- EXTRACT PROVIDED
Content starts

Nobody really knows how modafinil works. It works on a whole bunch of receptors, and I reckon they’ll literally have to discover new receptors to really pin it down. This is how it will be for “second generation” drugs: they’ll be discovered by accident, and nobody will really how they work for a long time afterward. Then, once that’s figured out, we’ll end up with copies of copies, as is already happening with “armodafinil”.
Modafinil, in my opinion, is also one of the only genuine and useful “nootropics” available on the market. I’ve tried around 20 nootropics, and modafinil and phenibut are the only ones that did anything for me in terms of being able to apply myself more intelligently to tasks.
Phenibut is perhaps a “generation 1.5 drug”. I do not believe the hype about withdrawal: I once took 1.5g per day for a couple of months and also came off that with no problem. I believe it has nootropic effects we do not yet fully understand — these involve the visual system and memory, but I cannot say any more than that at this stage. Its anxiety-busting effects in the short term are second to none. However, tolerance does indeed develop in this regard, and fairly quickly too. Still, going after GABA-B seems to have “next generation” (fire) effects that monoamine (smoke) drugs like antidepressants do not.

Content ends

- TASK 1
Extract the passage on modafinil and phenibut from "Modafinil, in my" to "antidepressants do not.".
- TASK 2
Answer these from the text on modafinil and phenibut:
(a) About how many nootropics has the writer tried?
(b) What daily amount of phenibut did the writer once take, and for how long?
(c) Which drug is named as a case of "copies of copies" already happening?

- INFORMATION PROVIDED
Content starts

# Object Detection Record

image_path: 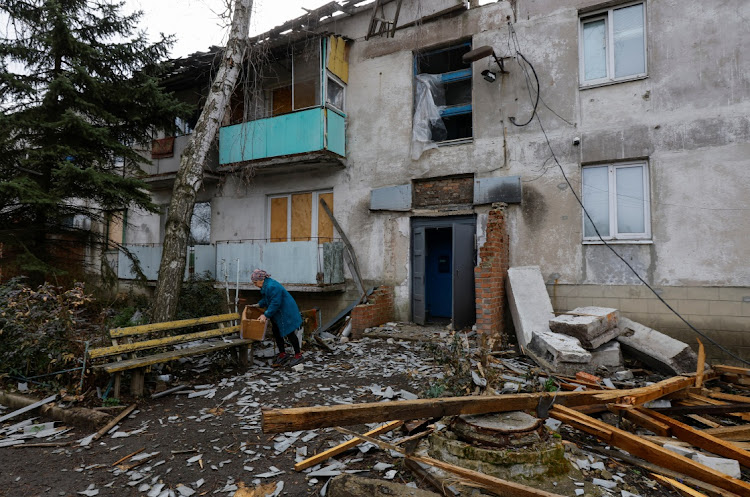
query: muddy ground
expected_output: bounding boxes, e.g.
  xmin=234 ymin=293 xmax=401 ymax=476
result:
xmin=0 ymin=329 xmax=692 ymax=497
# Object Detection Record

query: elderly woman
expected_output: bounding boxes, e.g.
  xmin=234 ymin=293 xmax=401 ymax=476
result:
xmin=250 ymin=269 xmax=302 ymax=368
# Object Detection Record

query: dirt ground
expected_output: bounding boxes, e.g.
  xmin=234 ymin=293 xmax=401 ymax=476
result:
xmin=0 ymin=327 xmax=708 ymax=497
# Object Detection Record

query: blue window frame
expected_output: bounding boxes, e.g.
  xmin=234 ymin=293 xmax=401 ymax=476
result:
xmin=414 ymin=41 xmax=473 ymax=142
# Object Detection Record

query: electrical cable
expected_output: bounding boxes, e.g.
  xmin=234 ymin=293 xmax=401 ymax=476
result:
xmin=508 ymin=23 xmax=750 ymax=365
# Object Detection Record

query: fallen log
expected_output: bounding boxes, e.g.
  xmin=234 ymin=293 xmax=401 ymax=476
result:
xmin=294 ymin=421 xmax=404 ymax=471
xmin=550 ymin=406 xmax=750 ymax=495
xmin=337 ymin=428 xmax=563 ymax=497
xmin=639 ymin=409 xmax=750 ymax=468
xmin=261 ymin=376 xmax=695 ymax=433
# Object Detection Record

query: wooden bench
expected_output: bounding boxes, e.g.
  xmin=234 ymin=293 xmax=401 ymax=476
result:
xmin=88 ymin=313 xmax=254 ymax=398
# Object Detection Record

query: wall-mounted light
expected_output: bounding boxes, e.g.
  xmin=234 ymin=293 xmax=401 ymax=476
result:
xmin=461 ymin=45 xmax=508 ymax=83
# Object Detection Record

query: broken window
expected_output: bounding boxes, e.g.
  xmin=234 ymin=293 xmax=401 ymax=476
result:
xmin=106 ymin=210 xmax=128 ymax=250
xmin=582 ymin=162 xmax=651 ymax=240
xmin=190 ymin=202 xmax=211 ymax=245
xmin=579 ymin=2 xmax=646 ymax=85
xmin=268 ymin=190 xmax=333 ymax=243
xmin=412 ymin=42 xmax=473 ymax=160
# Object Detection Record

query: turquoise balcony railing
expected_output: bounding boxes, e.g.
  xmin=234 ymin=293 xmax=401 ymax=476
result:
xmin=219 ymin=107 xmax=346 ymax=165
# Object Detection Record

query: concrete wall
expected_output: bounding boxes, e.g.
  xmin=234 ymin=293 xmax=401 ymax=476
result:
xmin=125 ymin=0 xmax=750 ymax=358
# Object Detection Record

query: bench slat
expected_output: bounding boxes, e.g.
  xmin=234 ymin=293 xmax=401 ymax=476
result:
xmin=89 ymin=325 xmax=240 ymax=359
xmin=109 ymin=312 xmax=241 ymax=338
xmin=94 ymin=338 xmax=253 ymax=373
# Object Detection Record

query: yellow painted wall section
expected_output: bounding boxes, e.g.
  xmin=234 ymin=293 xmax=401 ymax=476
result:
xmin=328 ymin=35 xmax=349 ymax=83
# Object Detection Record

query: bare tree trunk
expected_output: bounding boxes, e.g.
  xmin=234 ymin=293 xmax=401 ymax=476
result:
xmin=153 ymin=0 xmax=253 ymax=323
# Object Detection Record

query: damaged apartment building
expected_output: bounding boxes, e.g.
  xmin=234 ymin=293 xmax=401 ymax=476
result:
xmin=110 ymin=0 xmax=750 ymax=360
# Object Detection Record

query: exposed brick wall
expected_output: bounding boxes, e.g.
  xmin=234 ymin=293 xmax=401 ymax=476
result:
xmin=412 ymin=176 xmax=474 ymax=207
xmin=474 ymin=205 xmax=509 ymax=347
xmin=352 ymin=286 xmax=395 ymax=338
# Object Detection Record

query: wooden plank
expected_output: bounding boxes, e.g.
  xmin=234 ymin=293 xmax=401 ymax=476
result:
xmin=100 ymin=338 xmax=252 ymax=373
xmin=89 ymin=325 xmax=240 ymax=359
xmin=703 ymin=425 xmax=750 ymax=441
xmin=586 ymin=439 xmax=739 ymax=497
xmin=318 ymin=192 xmax=334 ymax=243
xmin=651 ymin=473 xmax=706 ymax=497
xmin=653 ymin=404 xmax=750 ymax=415
xmin=337 ymin=428 xmax=563 ymax=497
xmin=262 ymin=377 xmax=693 ymax=433
xmin=639 ymin=408 xmax=750 ymax=468
xmin=292 ymin=193 xmax=312 ymax=242
xmin=269 ymin=197 xmax=289 ymax=242
xmin=261 ymin=391 xmax=624 ymax=433
xmin=712 ymin=364 xmax=750 ymax=376
xmin=708 ymin=392 xmax=750 ymax=404
xmin=294 ymin=421 xmax=404 ymax=471
xmin=549 ymin=405 xmax=750 ymax=495
xmin=695 ymin=338 xmax=706 ymax=388
xmin=0 ymin=394 xmax=57 ymax=423
xmin=109 ymin=312 xmax=240 ymax=338
xmin=616 ymin=376 xmax=695 ymax=408
xmin=91 ymin=404 xmax=138 ymax=442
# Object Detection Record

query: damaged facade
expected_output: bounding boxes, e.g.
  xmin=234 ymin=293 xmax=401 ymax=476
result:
xmin=111 ymin=0 xmax=750 ymax=360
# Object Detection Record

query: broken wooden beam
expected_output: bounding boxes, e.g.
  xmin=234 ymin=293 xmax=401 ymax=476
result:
xmin=261 ymin=376 xmax=694 ymax=433
xmin=336 ymin=428 xmax=563 ymax=497
xmin=651 ymin=473 xmax=707 ymax=497
xmin=639 ymin=409 xmax=750 ymax=468
xmin=550 ymin=406 xmax=750 ymax=495
xmin=294 ymin=421 xmax=404 ymax=471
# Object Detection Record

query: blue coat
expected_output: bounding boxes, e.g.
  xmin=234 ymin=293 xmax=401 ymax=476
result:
xmin=258 ymin=278 xmax=302 ymax=337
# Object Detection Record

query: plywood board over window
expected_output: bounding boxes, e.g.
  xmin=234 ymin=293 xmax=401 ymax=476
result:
xmin=292 ymin=193 xmax=313 ymax=242
xmin=268 ymin=191 xmax=333 ymax=243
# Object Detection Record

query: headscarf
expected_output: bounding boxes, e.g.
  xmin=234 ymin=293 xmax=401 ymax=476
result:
xmin=250 ymin=269 xmax=271 ymax=281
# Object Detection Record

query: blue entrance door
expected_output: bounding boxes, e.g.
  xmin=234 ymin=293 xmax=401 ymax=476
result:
xmin=425 ymin=228 xmax=453 ymax=318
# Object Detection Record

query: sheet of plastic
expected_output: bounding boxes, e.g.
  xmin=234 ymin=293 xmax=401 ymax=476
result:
xmin=411 ymin=74 xmax=448 ymax=160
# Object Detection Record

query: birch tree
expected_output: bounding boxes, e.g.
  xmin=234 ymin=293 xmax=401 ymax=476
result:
xmin=152 ymin=0 xmax=253 ymax=322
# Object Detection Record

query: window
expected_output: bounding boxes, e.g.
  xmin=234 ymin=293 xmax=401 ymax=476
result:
xmin=579 ymin=2 xmax=646 ymax=86
xmin=582 ymin=162 xmax=651 ymax=240
xmin=414 ymin=42 xmax=473 ymax=142
xmin=268 ymin=191 xmax=333 ymax=243
xmin=326 ymin=74 xmax=345 ymax=112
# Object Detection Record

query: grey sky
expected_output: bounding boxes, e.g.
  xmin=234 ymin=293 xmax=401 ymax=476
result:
xmin=125 ymin=0 xmax=329 ymax=58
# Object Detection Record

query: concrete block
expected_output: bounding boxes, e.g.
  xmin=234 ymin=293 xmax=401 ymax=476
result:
xmin=549 ymin=307 xmax=620 ymax=349
xmin=508 ymin=266 xmax=555 ymax=347
xmin=617 ymin=318 xmax=698 ymax=375
xmin=529 ymin=331 xmax=591 ymax=364
xmin=591 ymin=340 xmax=623 ymax=370
xmin=692 ymin=454 xmax=742 ymax=480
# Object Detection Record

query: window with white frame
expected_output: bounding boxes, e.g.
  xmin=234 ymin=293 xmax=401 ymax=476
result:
xmin=579 ymin=2 xmax=646 ymax=86
xmin=267 ymin=190 xmax=333 ymax=243
xmin=582 ymin=162 xmax=651 ymax=241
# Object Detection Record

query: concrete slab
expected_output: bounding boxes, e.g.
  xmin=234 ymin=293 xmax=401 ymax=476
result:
xmin=508 ymin=266 xmax=555 ymax=348
xmin=617 ymin=317 xmax=698 ymax=375
xmin=591 ymin=340 xmax=623 ymax=371
xmin=692 ymin=453 xmax=742 ymax=480
xmin=549 ymin=307 xmax=620 ymax=348
xmin=529 ymin=331 xmax=591 ymax=364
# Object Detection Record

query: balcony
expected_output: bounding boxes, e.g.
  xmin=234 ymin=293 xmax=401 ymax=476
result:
xmin=117 ymin=240 xmax=344 ymax=292
xmin=219 ymin=107 xmax=346 ymax=171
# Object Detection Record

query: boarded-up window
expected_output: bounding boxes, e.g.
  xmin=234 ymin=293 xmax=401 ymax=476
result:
xmin=268 ymin=192 xmax=333 ymax=243
xmin=107 ymin=210 xmax=128 ymax=250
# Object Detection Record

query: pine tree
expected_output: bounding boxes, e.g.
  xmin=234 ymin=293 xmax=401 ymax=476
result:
xmin=0 ymin=0 xmax=186 ymax=278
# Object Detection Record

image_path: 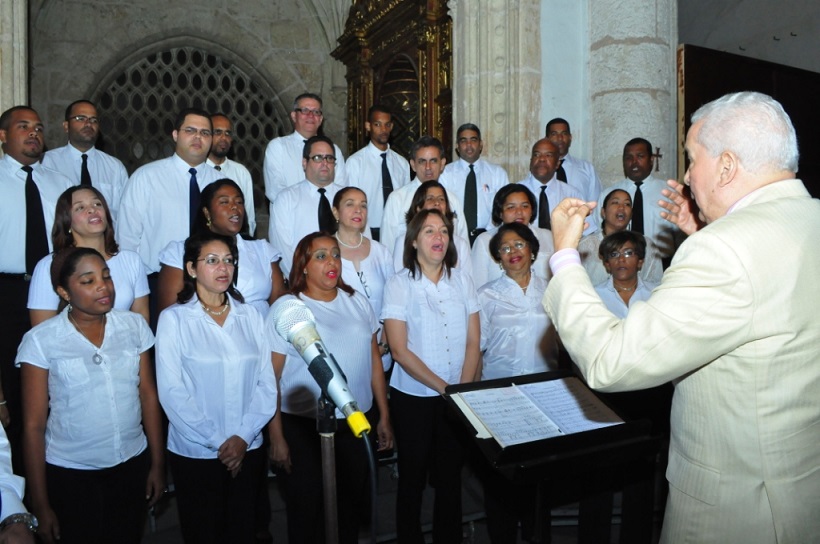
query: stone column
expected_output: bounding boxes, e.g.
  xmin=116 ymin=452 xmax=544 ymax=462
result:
xmin=448 ymin=0 xmax=542 ymax=181
xmin=588 ymin=0 xmax=682 ymax=187
xmin=0 ymin=0 xmax=28 ymax=132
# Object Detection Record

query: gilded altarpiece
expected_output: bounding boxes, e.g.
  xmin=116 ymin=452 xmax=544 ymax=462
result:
xmin=332 ymin=0 xmax=453 ymax=158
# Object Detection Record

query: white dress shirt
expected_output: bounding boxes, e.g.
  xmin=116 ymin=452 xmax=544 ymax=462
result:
xmin=265 ymin=289 xmax=379 ymax=419
xmin=518 ymin=174 xmax=598 ymax=235
xmin=0 ymin=154 xmax=73 ymax=274
xmin=439 ymin=158 xmax=510 ymax=229
xmin=205 ymin=157 xmax=256 ymax=235
xmin=116 ymin=153 xmax=219 ymax=274
xmin=595 ymin=276 xmax=657 ymax=319
xmin=43 ymin=144 xmax=128 ymax=221
xmin=471 ymin=223 xmax=555 ymax=287
xmin=561 ymin=153 xmax=602 ymax=202
xmin=159 ymin=234 xmax=281 ymax=317
xmin=345 ymin=142 xmax=410 ymax=229
xmin=379 ymin=178 xmax=469 ymax=254
xmin=15 ymin=308 xmax=154 ymax=470
xmin=478 ymin=271 xmax=558 ymax=380
xmin=268 ymin=178 xmax=346 ymax=278
xmin=156 ymin=295 xmax=276 ymax=459
xmin=28 ymin=249 xmax=151 ymax=310
xmin=381 ymin=269 xmax=479 ymax=397
xmin=263 ymin=131 xmax=347 ymax=217
xmin=598 ymin=175 xmax=685 ymax=258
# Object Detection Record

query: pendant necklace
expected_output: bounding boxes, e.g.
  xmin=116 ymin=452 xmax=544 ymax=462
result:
xmin=68 ymin=312 xmax=107 ymax=366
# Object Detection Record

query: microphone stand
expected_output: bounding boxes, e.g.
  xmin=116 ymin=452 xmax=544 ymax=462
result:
xmin=316 ymin=393 xmax=339 ymax=544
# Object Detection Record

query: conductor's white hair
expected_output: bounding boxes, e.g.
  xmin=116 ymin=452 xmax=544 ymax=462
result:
xmin=692 ymin=91 xmax=800 ymax=174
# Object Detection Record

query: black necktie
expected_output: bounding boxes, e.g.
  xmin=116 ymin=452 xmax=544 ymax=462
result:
xmin=555 ymin=159 xmax=567 ymax=183
xmin=632 ymin=181 xmax=643 ymax=234
xmin=319 ymin=187 xmax=334 ymax=232
xmin=381 ymin=151 xmax=393 ymax=203
xmin=188 ymin=168 xmax=199 ymax=234
xmin=22 ymin=166 xmax=48 ymax=274
xmin=80 ymin=153 xmax=91 ymax=187
xmin=464 ymin=164 xmax=478 ymax=232
xmin=538 ymin=185 xmax=550 ymax=229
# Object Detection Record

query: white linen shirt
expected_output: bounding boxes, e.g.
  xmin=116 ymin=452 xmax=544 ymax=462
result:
xmin=0 ymin=154 xmax=73 ymax=274
xmin=345 ymin=142 xmax=410 ymax=229
xmin=43 ymin=147 xmax=128 ymax=221
xmin=268 ymin=178 xmax=348 ymax=278
xmin=518 ymin=174 xmax=598 ymax=235
xmin=116 ymin=153 xmax=219 ymax=274
xmin=28 ymin=249 xmax=151 ymax=310
xmin=471 ymin=223 xmax=555 ymax=287
xmin=595 ymin=276 xmax=657 ymax=319
xmin=604 ymin=175 xmax=685 ymax=258
xmin=439 ymin=158 xmax=510 ymax=229
xmin=381 ymin=269 xmax=479 ymax=397
xmin=156 ymin=295 xmax=276 ymax=459
xmin=478 ymin=271 xmax=558 ymax=380
xmin=159 ymin=234 xmax=281 ymax=317
xmin=205 ymin=157 xmax=256 ymax=235
xmin=263 ymin=131 xmax=347 ymax=217
xmin=265 ymin=289 xmax=379 ymax=420
xmin=379 ymin=178 xmax=469 ymax=254
xmin=15 ymin=308 xmax=154 ymax=470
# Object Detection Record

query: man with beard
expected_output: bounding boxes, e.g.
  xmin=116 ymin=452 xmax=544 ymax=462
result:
xmin=205 ymin=113 xmax=256 ymax=235
xmin=0 ymin=106 xmax=72 ymax=474
xmin=345 ymin=104 xmax=410 ymax=240
xmin=43 ymin=100 xmax=128 ymax=220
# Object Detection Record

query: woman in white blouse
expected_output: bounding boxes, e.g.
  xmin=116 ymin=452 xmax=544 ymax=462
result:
xmin=266 ymin=232 xmax=393 ymax=544
xmin=28 ymin=185 xmax=148 ymax=326
xmin=472 ymin=183 xmax=555 ymax=287
xmin=16 ymin=247 xmax=165 ymax=544
xmin=333 ymin=186 xmax=395 ymax=371
xmin=382 ymin=210 xmax=481 ymax=542
xmin=158 ymin=178 xmax=285 ymax=317
xmin=156 ymin=232 xmax=276 ymax=544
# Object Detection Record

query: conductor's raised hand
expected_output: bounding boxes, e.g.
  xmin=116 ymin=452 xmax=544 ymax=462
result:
xmin=550 ymin=198 xmax=598 ymax=251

Content ends

- TASK SOLUTION 1
Modafinil, in my opinion, is also one of the only genuine and useful “nootropics” available on the market. I’ve tried around 20 nootropics, and modafinil and phenibut are the only ones that did anything for me in terms of being able to apply myself more intelligently to tasks.
Phenibut is perhaps a “generation 1.5 drug”. I do not believe the hype about withdrawal: I once took 1.5g per day for a couple of months and also came off that with no problem. I believe it has nootropic effects we do not yet fully understand — these involve the visual system and memory, but I cannot say any more than that at this stage. Its anxiety-busting effects in the short term are second to none. However, tolerance does indeed develop in this regard, and fairly quickly too. Still, going after GABA-B seems to have “next generation” (fire) effects that monoamine (smoke) drugs like antidepressants do not.

- TASK SOLUTION 2
(a) Around 20.
(b) 1.5g per day for a couple of months.
(c) Armodafinil.